[Point-per-instance localization data]
▶

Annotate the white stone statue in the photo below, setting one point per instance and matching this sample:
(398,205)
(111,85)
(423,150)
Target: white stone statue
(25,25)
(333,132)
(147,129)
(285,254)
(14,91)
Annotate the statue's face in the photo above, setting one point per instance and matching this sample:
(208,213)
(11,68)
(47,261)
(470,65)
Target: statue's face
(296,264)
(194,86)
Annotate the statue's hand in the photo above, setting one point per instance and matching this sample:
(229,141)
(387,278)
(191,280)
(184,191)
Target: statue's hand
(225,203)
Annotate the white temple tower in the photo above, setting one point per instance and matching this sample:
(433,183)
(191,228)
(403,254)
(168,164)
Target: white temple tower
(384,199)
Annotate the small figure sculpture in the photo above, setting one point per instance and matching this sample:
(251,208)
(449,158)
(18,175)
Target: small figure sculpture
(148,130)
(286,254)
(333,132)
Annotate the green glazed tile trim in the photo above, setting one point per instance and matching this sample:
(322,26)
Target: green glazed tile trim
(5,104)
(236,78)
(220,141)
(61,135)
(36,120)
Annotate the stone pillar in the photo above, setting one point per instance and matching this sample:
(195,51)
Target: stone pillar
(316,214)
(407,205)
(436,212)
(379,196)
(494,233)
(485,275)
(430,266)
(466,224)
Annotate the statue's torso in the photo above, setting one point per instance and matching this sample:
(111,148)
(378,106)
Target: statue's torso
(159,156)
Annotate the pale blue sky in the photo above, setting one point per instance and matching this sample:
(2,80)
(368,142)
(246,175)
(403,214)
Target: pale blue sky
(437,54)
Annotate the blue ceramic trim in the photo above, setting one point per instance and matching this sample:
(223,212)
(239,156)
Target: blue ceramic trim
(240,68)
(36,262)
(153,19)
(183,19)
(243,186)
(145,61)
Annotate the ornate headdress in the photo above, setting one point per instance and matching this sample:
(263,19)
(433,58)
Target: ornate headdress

◀

> **AIM OF THE TASK**: Across all the records, find the lines containing the word "headdress" and reproduce each one.

> **EXPECTED ANSWER**:
Annotate the ornate headdress in the photo above, setting one point per instance and matching this sample:
Target: ornate headdress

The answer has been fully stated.